## Excerpt to read
Japanese patients with psoriasis and atopic dermatitis show distinct personality profiles

Authors


Correspondence: Hidetoshi Takahashi, M.D., Department of Dermatology, Asahikawa Medical University, Asahikawa, Japan. Email: ht@asahikawa-med.ac.jp

Abstract

Personality and emotional factors are supposed to influence the course of skin diseases, such as psoriasis and atopic dermatitis. Few reports exist, however, showing distinct personality traits among patients with psoriasis, atopic dermatitis patients and healthy controls. The aim of the present study was to examine personality differences among psoriasis patients, atopic dermatitis patients and healthy controls in Japan. A total number of 51 psoriasis patients, 97 atopic dermatitis patients and 48 healthy individuals were enrolled in the study. Questionnaires of Yatabe–Guilford Personality Inventory were administered individually. These groups were evaluated by 12 dimensions of temperaments. According to the dimension scores, personality was defined as five groups. Atopic dermatitis patients showed significantly higher scores regarding temperaments of depression, feelings of inferiority, nervousness and lack of objectivity than psoriasis patients. Regarding a temperament of cyclic tendency and lack of cooperativeness, female atopic dermatitis patients showed significantly higher scores than female psoriasis patients. Regarding general activity, female atopic dermatitis patients showed significantly lower scores than those of female psoriasis patients. No significant difference in scores of temperaments of lack of agreeableness, rhathymia, thinking extraversion, ascendance and social extraversion were detected among psoriasis patients, atopic dermatitis patients and healthy controls. The personalities of male psoriasis patients were significantly different from those of atopic dermatitis patients and healthy controls. Female psoriasis patients showed a significantly different personality profile from that of atopic dermatitis patients, but not from healthy controls. Japanese psoriasis and atopic dermatitis patients show distinct personality profiles suggesting that specific a psychosomatic approach may be required during the treatment.

## Record excerpts

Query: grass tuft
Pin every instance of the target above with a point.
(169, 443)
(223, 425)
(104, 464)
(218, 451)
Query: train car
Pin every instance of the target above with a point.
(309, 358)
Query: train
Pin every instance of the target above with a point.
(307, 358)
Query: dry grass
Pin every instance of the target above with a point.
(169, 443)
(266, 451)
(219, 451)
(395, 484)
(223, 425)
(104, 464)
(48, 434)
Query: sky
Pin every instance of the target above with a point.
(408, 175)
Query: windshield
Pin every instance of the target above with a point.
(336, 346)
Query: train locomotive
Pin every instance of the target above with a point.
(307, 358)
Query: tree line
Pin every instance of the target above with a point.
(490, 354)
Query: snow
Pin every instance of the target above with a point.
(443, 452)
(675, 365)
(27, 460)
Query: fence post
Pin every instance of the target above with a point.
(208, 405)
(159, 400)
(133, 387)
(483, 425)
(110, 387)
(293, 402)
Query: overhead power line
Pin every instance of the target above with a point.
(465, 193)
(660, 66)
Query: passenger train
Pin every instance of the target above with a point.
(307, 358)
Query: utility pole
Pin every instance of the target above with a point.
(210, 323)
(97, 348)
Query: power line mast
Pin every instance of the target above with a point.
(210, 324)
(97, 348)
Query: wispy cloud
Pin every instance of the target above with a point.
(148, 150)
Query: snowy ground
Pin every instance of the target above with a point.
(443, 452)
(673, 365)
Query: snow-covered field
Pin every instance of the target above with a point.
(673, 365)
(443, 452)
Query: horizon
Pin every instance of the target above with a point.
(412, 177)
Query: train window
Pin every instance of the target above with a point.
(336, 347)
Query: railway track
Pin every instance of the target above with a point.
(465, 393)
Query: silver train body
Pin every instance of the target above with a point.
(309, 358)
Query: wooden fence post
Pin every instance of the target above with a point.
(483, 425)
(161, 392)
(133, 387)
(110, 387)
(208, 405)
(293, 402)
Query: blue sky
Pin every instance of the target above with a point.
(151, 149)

## Required work
List the temperaments for which the abstract on psoriasis and atopic dermatitis above reports no significant difference in scores among psoriasis patients, atopic dermatitis patients and healthy controls.

## Worked solution
- Lack of agreeableness
- Rhathymia
- Thinking extraversion
- Ascendance
- Social extraversion